> Task prompt:
Please return everything in the records from the line containing "target: yellow grader" down to the line containing "[0,122,304,209]", both lines included, word for word. Leave the pictures out of your answer.
─── Material ───
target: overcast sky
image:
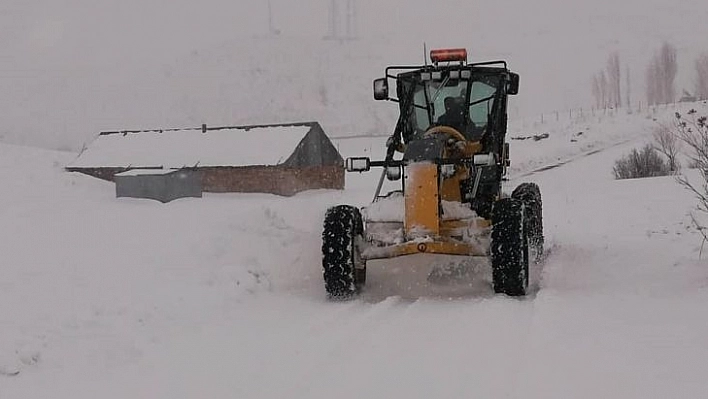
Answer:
[0,0,708,146]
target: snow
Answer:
[69,126,310,168]
[0,0,708,399]
[0,102,708,399]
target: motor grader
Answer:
[322,49,543,298]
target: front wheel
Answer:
[511,183,543,263]
[491,198,529,296]
[322,205,366,298]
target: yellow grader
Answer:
[322,49,543,298]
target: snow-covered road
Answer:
[0,108,708,399]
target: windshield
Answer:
[399,75,499,140]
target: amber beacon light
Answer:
[430,48,467,63]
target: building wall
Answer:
[67,165,344,196]
[199,165,344,196]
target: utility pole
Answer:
[268,0,280,35]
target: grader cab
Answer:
[322,49,543,298]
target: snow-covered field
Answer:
[0,0,708,399]
[0,104,708,399]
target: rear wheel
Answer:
[511,183,543,262]
[491,198,529,296]
[322,205,366,298]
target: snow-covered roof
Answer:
[68,124,312,168]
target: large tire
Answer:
[511,183,543,263]
[491,198,529,296]
[322,205,366,299]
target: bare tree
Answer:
[695,53,708,100]
[612,144,670,180]
[675,109,708,244]
[659,43,678,104]
[653,126,681,172]
[646,59,659,105]
[607,51,622,108]
[646,43,678,105]
[592,75,602,108]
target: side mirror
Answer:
[472,152,494,166]
[345,157,371,172]
[506,72,519,95]
[386,166,403,181]
[374,78,388,100]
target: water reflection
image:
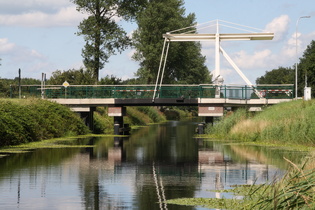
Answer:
[0,122,304,209]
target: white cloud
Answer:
[0,38,15,54]
[265,15,290,41]
[0,5,84,27]
[0,0,73,14]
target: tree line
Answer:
[256,40,315,98]
[0,0,315,96]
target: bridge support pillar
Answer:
[198,104,224,117]
[79,107,96,132]
[205,116,214,125]
[108,107,130,135]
───
> The result:
target: yellow grader
Answer:
[322,49,543,298]
target: snow-covered road
Answer:
[0,108,708,399]
target: windshield
Answer:
[399,75,499,140]
target: amber beacon light
Answer:
[430,48,467,63]
target: building wall
Answer:
[67,165,344,196]
[199,165,344,196]
target: utility pole
Answer:
[268,0,280,35]
target: grader cab
Answer:
[322,49,543,298]
target: snow-covered field
Answer:
[0,0,708,399]
[0,104,708,399]
target: rear wheel
Answer:
[511,183,543,262]
[491,198,529,296]
[322,205,366,298]
target: snow-covered roof
Answer:
[68,124,312,168]
target: large tire
Answer:
[511,183,543,263]
[491,198,529,296]
[322,205,366,299]
target: bare tree
Answer:
[695,53,708,100]
[612,144,670,180]
[675,109,708,244]
[659,43,678,104]
[653,126,681,172]
[646,59,659,105]
[607,51,622,108]
[646,43,678,105]
[592,75,602,108]
target: side mirror
Answer:
[472,152,494,166]
[345,157,371,172]
[506,72,519,95]
[386,166,403,181]
[374,78,388,100]
target: water reflection
image:
Answer:
[0,122,304,209]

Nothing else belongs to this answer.